_TEXT EXCERPT_:

— START —

# My wild Oscar



## msjinkzd (Mar 18, 2009)

Such a cantankerous fish, but I love him. He is in a 55g for now, still on the prowl for an affordable 75g for him. Just a couple shots:


----------



## josmoloco (Aug 23, 2008)

Beautiful, the 55g looks comfortabe though, at least for now......


----------



## BlackShark11k (Feb 16, 2007)

Nice oscar! He's gorgeous


----------



## msjinkzd (Mar 18, 2009)

yea, 55 seems ok for now, but i am still trying to find the 75 before the 55 is not comfy any longer. Thanks for the compliments! He used to be in the 120g until he went on a search and destroy mission of annihilating tankmates, sigh


----------



## heylady (Oct 14, 2004)

I love his markings!! :thumb: Your tank is gorgeous too (I can see the bits of plant stuck in the intake tube like you remarked in that other thread about oscars and plants!!), I love the look of live plants but with O's they just make it soooo difficult! :wink:


----------



## TheFishGuy (Apr 21, 2005)

Where's he from?


----------



## msjinkzd (Mar 18, 2009)

I honestly don't know, he was a gift from a friend. I can try and find out though.


----------



## TheFishGuy (Apr 21, 2005)

Oscars vary from what part of south america they come from and from what river, just wondering is all  I'd like to have some from the wild some day... But I want to catch them myself!


----------



## msjinkzd (Mar 18, 2009)

I have asked before, but never got an answer. When i got the oscar, he was about 2 inches long. He has had a rough transition to tank life. He sulks very easily and will not eat for weeks at a time when he is angry, just lays sideways on the bottom of the tank. he has also killed several tank mates. He seems happiest solitary in his tank with no other fish visible, which was hard to do in a fishroom. We ended up making him a custom stand so that his tank sits above the others and he no longer sulks and eats pellets readily, lol. Spoiled fish!


----------

— END —

_Entries locating objects in images_:

— START —

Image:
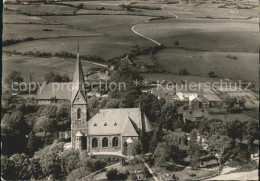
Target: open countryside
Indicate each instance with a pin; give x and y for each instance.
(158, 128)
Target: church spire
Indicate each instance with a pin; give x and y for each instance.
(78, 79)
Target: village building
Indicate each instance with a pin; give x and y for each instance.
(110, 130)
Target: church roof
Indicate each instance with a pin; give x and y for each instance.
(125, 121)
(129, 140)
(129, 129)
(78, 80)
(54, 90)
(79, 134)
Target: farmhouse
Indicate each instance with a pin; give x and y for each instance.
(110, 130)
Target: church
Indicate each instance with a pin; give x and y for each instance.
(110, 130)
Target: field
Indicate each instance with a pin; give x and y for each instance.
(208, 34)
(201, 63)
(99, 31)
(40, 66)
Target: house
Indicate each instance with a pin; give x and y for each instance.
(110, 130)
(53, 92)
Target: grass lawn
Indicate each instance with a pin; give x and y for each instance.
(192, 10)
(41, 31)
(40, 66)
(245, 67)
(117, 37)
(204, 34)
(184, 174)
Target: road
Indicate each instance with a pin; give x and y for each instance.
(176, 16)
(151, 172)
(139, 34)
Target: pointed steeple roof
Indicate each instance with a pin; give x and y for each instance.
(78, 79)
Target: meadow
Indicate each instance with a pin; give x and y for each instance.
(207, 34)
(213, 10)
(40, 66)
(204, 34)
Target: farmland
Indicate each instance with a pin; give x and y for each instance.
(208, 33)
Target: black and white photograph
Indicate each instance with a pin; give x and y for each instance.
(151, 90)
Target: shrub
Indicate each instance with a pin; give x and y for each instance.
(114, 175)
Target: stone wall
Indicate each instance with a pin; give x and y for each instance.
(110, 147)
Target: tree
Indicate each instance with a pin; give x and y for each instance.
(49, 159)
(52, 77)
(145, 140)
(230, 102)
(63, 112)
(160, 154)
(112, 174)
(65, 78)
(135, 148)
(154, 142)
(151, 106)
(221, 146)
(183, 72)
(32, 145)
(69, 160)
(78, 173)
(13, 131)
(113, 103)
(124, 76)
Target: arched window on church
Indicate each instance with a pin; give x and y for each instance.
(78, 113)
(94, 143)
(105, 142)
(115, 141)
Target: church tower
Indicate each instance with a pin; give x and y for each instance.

— END —

Reproduce the oscar thread word for word from "Such a cantankerous" to "least for now......". Work from the oscar thread alone.

_TASK RESPONSE_:
Such a cantankerous fish, but I love him. He is in a 55g for now, still on the prowl for an affordable 75g for him. Just a couple shots:


----------



## josmoloco (Aug 23, 2008)

Beautiful, the 55g looks comfortabe though, at least for now......